### To do
Continue the abstract on midbrain segmentation in transcranial sonography, starting right after its last sentence.

### Exercise passage
┌──
Background and objective
Transcranial sonography-based grading of Parkinson's Disease has gained increasing attention in recent years, and it is currently used for assistive differential diagnosis in some specialized centers. To this end, accurate midbrain segmentation is considered an important initial step. However, current practice is manual, time-consuming, and bias-prone due to the subjective nature. Relevant studies in the literature are scarce and lacks comprehensive model evaluations from application perspectives. Herein, we aimed to benchmark the best-performing U-Net model for objective, stable and robust midbrain auto-segmentation using transcranial sonography images.
Methods
A total of 584 patients who were suspected of Parkinson's Disease were retrospectively enrolled from Beijing Tiantan Hospital. The dataset was divided into training (n = 416), validation (n = 104), and testing (n = 64) sets. Three state-of-the-art deep-learning networks (U-Net, U-Net+++, and nnU-Net) were utilized to develop segmentation models, under 5-fold cross-validation and three randomization seeds for safeguarding model validity and stability. Model evaluation was conducted in testing set in three key aspects: (i) segmentation agreement using DICE coefficients (DICE), Intersection over Union (IoU), and Hausdorff Distance (HD); (ii) model stability using standard deviations of segmentation agreement metrics; (iii) prediction time efficiency, and (iv) model robustness against various degrees of ultrasound imaging noise produced by the salt-and-pepper noise and Gaussian noise.
└──
### Supplied information
┌──
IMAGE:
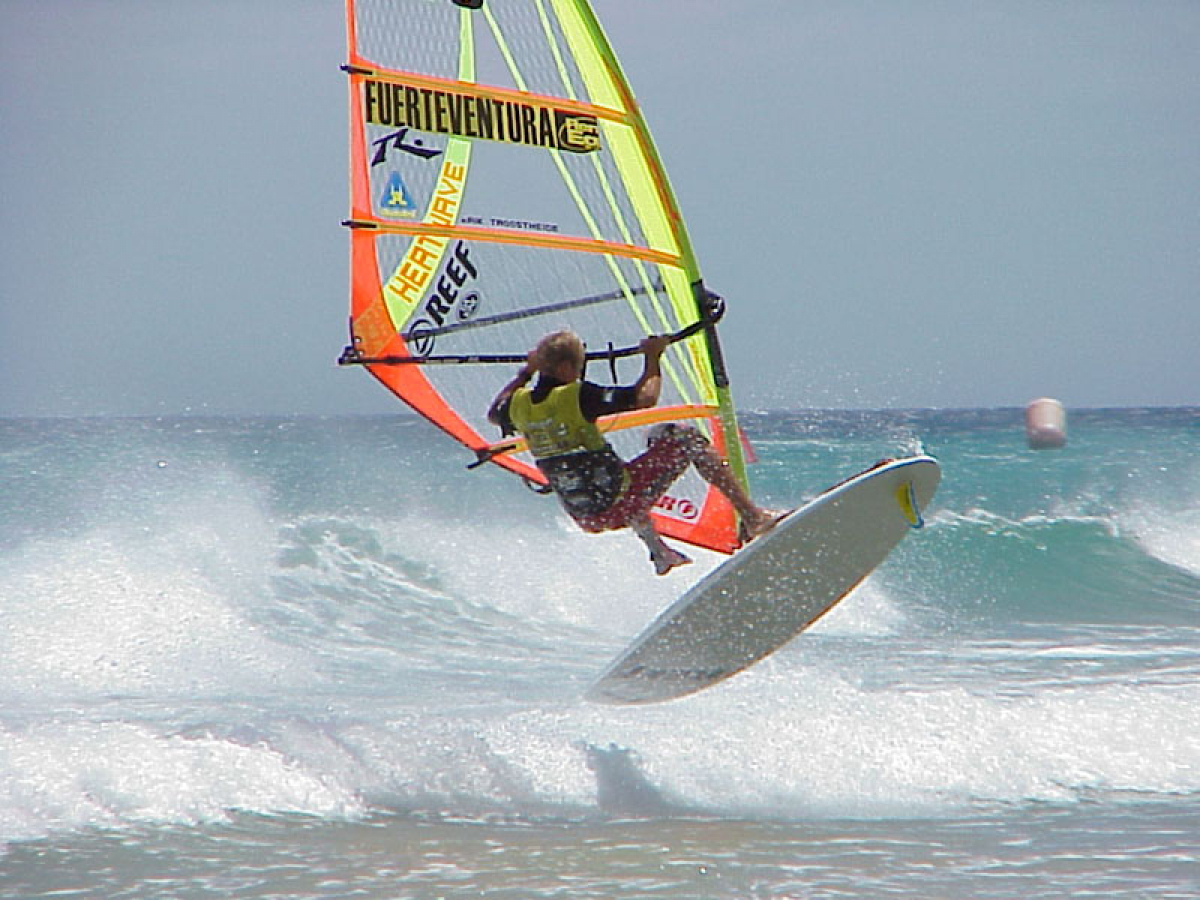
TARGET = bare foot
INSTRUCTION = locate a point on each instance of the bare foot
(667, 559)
└──
┌──
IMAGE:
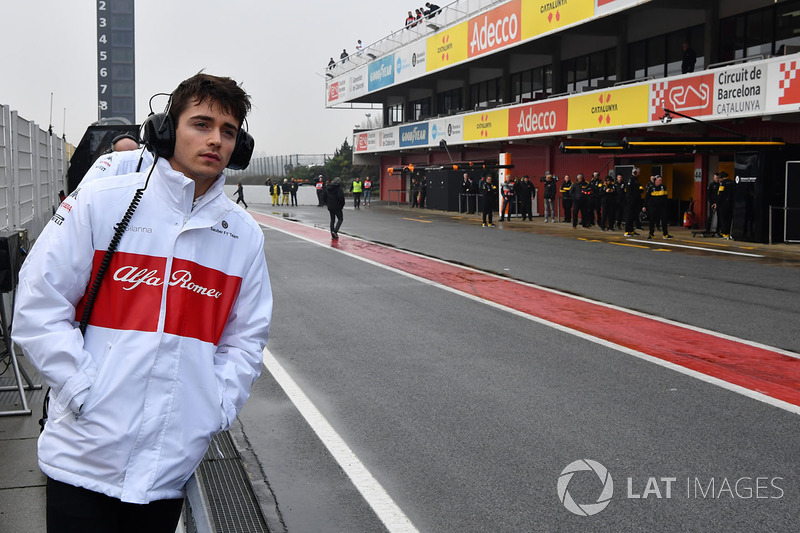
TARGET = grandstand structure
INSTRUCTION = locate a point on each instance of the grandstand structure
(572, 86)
└──
┌──
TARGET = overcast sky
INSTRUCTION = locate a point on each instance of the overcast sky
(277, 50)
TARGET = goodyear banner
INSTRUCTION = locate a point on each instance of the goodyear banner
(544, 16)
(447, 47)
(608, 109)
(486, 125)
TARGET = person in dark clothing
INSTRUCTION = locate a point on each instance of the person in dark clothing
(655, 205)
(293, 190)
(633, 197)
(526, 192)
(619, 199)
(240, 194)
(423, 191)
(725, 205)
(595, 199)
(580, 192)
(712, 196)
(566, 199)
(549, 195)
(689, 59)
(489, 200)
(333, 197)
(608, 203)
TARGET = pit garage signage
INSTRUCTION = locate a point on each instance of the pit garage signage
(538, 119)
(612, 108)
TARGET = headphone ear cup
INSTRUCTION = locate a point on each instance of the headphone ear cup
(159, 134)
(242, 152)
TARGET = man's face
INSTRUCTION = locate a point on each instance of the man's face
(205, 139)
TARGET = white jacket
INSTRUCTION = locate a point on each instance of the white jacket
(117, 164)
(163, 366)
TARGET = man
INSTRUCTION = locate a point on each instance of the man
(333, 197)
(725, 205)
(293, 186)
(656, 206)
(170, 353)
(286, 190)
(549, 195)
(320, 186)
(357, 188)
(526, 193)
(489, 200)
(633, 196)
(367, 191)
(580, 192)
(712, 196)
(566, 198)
└──
### Result of the exercise
Results
The nnU-Net achieved the best segmentation agreement (averaged DICE: 0.910, IoU: 0.836, HD: 2.793-mm) and time efficiency (1.456-s). Under mild noise corruption, the nnU-Net outperformed others with averaged scores of DICE (0.904), IoU (0.827), HD (2.941 mm) in the salt-and-pepper noise (signal-to-noise ratio, SNR = 0.95), and DICE (0.906), IoU (0.830), HD (2.967 mm) in the Gaussian noise (sigma value, σ = 0.1); by contrast, intriguingly, performance of the U-Net and U-Net+++ models were remarkably degraded. Under increasing levels of simulated noise corruption (SNR decreased from 0.95 to 0.75; σ increased from 0.1 to 0.5), the nnU-Net network exhibited marginal decline in segmentation agreement meanwhile yielding decent performance as if there were absence of noise corruption.
Conclusions
The nnU-Net model was the best-performing midbrain segmentation model in terms of segmentation agreement, stability, time efficiency and robustness, providing the community with an objective, effective and automated alternative. Moving forward, a multi-center multi-vendor study is warranted when it comes to clinical implementation.